KUTIPAN:
+--

Setelah memproklamasikan kemerdekaan pada 17 Agustus 1945, keadaan Indonesia belum dapat dikatakan seluruhnya tenang dan damai. Masih banyak pergolakan baik yang timbul di dalam negeri maupun ancaman dari pihak luar terutama pihak penjajah yang masih ingin menancapkan kekuasaannya akan negara kita, sebagian besar ditujukan untuk menguasai sumber daya dan kekayaan alam Indonesia yang memang sangat menggiurkan.
Hari Bela Negara yang biasa disingkat dengan sebutan HBN merupakan hari dimana para pahlawan dan pejuang mempertaruhkan nyawanya demi mempertahankan keutuhan Negara Kesatuan Republik Indonesia (NKRI). Peristiwa tersebut terjadi pada saat – saat rawan setelah proklamasi kemerdekaan, yaitu pada saat agresi militer yang dilakukan oleh Belanda. Hari bersejarah yang menjadi bagian dari peringatan khusus di Indonesia ini jatuh pada tanggal 19 Desember. Hari Bela Negara disahkan melalui Keppres no.28 tahun 2006 oleh Presiden Susilo Bambang Yudhoyono, berupa hari besar negara bukan hari libur.

+--

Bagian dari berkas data
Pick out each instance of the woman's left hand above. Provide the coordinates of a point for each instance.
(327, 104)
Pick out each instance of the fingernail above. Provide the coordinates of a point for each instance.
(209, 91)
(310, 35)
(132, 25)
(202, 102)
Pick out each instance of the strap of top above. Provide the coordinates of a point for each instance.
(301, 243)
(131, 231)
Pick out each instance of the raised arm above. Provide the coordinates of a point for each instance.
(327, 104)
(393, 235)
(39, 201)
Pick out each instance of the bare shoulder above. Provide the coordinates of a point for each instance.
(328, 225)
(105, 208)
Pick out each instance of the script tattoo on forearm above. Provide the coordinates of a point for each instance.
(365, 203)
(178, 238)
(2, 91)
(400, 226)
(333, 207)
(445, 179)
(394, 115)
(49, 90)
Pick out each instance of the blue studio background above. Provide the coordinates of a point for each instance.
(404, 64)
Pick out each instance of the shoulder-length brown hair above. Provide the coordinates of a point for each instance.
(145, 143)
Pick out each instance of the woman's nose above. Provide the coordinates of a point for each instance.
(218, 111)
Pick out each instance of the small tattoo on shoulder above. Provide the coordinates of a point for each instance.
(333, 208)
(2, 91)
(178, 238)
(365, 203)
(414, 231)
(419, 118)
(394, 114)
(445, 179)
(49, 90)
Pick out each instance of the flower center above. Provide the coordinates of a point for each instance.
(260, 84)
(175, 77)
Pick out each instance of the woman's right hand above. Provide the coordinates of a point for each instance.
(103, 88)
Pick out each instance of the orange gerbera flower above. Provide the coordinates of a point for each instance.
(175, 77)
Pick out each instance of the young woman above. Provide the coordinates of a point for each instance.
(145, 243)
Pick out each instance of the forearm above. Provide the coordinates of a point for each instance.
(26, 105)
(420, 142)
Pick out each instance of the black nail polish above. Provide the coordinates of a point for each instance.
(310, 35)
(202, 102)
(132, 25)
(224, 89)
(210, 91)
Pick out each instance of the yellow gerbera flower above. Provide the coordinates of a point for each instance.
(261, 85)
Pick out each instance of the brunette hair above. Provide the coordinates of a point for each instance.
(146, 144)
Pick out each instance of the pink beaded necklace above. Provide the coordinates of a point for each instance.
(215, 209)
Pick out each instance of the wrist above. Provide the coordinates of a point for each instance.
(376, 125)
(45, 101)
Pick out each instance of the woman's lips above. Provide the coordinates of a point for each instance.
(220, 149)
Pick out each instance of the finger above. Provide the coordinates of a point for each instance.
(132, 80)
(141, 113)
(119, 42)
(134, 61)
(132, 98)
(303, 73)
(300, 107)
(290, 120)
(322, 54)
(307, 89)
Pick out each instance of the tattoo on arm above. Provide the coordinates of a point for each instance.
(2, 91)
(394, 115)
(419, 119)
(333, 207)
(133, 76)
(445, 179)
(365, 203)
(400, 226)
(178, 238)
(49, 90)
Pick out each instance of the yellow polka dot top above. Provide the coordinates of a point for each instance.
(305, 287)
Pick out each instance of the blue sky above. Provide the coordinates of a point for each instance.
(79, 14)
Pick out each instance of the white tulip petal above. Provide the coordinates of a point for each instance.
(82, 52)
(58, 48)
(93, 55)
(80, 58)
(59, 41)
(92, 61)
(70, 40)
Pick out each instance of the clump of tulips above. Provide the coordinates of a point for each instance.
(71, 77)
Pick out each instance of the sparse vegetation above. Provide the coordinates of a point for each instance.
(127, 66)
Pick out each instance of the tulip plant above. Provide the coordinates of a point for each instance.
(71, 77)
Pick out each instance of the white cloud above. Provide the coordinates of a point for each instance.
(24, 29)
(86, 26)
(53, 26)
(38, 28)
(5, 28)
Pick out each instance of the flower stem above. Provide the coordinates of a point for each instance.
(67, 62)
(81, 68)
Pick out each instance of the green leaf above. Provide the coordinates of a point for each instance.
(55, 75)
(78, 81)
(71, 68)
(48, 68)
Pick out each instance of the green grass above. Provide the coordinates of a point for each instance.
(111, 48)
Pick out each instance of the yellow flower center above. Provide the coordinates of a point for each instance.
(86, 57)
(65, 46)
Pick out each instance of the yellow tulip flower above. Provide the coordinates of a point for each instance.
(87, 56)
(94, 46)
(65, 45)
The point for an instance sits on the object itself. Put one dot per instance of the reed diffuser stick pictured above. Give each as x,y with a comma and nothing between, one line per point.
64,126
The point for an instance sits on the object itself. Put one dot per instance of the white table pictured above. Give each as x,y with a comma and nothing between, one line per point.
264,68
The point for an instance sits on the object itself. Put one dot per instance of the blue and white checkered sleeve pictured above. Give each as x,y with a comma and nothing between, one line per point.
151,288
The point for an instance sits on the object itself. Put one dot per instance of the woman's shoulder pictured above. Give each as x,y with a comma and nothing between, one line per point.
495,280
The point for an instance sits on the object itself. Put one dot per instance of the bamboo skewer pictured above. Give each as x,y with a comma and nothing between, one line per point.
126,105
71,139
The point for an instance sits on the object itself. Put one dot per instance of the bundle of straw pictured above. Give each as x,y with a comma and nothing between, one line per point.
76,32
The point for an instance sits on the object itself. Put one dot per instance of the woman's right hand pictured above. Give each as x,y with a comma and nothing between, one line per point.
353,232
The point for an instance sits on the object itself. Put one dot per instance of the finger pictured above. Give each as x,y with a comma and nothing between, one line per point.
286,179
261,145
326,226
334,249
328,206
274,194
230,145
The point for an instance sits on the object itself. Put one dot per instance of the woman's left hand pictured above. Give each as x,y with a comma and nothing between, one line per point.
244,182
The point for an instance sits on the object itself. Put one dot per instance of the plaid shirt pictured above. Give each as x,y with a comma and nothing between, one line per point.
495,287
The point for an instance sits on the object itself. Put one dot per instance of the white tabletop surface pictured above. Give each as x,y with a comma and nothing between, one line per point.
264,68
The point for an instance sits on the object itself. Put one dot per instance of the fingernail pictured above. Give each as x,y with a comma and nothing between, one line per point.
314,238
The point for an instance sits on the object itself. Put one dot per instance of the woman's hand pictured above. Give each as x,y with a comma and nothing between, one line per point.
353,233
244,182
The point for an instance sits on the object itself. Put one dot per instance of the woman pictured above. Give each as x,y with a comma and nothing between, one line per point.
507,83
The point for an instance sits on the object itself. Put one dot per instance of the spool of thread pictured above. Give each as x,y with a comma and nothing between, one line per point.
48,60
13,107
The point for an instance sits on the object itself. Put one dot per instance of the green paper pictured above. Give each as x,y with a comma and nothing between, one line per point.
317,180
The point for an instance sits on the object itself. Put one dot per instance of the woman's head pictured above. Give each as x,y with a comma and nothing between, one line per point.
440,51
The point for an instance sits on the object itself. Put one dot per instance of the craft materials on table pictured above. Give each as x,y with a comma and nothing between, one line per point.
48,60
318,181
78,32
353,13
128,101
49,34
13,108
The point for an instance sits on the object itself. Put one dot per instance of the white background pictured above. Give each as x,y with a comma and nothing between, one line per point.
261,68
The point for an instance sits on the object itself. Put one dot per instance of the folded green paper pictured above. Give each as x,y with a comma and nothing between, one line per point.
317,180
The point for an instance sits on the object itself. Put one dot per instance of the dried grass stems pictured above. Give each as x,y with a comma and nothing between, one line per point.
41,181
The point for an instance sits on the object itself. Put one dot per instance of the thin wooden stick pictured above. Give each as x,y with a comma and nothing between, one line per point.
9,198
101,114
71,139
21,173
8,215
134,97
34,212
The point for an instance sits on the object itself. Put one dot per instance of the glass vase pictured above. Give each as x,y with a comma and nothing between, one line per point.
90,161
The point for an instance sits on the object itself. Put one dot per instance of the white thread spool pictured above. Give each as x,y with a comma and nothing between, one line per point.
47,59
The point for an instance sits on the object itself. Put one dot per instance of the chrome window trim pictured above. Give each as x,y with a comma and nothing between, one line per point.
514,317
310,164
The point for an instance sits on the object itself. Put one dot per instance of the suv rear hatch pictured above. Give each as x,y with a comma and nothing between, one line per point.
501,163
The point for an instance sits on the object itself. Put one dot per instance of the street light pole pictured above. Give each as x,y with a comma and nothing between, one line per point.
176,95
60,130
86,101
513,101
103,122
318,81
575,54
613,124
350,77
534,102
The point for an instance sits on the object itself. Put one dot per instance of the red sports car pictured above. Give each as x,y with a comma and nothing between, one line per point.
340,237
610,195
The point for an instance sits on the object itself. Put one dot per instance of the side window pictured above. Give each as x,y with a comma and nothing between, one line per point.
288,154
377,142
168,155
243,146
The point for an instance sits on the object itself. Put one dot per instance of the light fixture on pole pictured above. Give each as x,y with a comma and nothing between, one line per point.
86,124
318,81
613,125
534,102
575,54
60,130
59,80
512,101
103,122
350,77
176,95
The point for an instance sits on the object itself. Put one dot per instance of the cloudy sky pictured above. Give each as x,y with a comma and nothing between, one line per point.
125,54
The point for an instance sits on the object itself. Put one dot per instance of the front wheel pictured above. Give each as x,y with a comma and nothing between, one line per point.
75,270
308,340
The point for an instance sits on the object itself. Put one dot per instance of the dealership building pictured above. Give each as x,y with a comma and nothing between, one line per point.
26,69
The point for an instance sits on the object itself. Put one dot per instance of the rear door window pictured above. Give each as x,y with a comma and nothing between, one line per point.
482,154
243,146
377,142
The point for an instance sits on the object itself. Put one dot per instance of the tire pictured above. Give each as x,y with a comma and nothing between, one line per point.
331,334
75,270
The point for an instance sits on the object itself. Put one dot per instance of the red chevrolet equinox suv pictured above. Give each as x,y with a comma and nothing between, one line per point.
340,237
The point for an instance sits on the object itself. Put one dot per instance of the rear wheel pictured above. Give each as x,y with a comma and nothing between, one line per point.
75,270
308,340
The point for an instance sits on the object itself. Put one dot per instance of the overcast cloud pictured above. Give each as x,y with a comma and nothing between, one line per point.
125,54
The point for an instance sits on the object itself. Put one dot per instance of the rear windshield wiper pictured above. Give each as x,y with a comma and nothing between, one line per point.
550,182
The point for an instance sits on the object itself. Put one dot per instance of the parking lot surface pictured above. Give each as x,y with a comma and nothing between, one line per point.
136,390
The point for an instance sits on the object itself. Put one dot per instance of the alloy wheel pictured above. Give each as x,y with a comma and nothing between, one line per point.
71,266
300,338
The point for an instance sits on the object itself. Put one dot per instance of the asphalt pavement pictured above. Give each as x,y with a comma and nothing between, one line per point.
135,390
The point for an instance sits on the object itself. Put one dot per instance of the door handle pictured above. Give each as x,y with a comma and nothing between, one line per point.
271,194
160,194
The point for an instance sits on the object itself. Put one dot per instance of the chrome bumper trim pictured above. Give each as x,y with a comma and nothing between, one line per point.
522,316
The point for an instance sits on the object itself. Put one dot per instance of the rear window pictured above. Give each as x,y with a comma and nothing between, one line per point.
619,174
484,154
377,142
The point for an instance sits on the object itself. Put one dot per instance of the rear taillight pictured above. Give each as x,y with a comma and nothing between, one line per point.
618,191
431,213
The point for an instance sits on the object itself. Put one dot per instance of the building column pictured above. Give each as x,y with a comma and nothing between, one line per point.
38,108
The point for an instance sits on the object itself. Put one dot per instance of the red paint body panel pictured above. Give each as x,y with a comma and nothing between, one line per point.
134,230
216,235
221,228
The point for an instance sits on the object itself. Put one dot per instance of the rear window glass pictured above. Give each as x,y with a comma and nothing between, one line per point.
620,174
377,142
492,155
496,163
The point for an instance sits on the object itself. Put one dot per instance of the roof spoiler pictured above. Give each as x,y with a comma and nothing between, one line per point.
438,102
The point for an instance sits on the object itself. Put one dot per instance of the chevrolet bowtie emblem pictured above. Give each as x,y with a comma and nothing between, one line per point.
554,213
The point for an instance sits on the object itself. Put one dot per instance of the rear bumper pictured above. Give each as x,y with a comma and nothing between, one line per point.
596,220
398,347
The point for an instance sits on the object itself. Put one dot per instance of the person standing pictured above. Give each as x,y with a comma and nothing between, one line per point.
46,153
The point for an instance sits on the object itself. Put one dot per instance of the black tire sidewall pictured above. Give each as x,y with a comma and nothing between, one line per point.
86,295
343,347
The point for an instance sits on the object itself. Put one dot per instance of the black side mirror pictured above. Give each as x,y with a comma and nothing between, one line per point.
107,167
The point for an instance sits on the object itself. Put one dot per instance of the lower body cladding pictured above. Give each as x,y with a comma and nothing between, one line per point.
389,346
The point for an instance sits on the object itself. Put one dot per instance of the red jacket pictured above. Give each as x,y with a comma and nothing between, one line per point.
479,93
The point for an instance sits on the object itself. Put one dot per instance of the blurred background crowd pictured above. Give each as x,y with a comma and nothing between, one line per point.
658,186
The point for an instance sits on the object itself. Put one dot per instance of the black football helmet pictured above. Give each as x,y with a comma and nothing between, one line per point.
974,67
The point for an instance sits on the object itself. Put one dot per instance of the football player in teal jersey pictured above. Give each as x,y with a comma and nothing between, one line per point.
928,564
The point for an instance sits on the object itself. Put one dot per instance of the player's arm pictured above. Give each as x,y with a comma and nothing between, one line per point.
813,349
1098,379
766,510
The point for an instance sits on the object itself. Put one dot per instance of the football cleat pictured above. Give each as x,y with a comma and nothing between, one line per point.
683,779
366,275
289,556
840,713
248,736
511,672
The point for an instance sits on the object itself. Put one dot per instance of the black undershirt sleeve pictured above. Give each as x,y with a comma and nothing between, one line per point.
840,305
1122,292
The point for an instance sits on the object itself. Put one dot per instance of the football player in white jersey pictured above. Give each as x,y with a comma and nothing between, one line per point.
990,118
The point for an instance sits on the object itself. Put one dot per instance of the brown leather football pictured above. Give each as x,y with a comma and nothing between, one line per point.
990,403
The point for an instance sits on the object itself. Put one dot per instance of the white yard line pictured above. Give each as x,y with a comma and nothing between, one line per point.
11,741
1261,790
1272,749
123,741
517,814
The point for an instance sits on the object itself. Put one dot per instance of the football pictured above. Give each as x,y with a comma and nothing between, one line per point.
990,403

+--

BAHAN PENGERJAAN:
Tuliskan setiap tanggal atau tahun yang muncul dalam kutipan tentang Hari Bela Negara.

PENYELESAIAN SOAL:
17 Agustus 1945, 19 Desember, dan tahun 2006.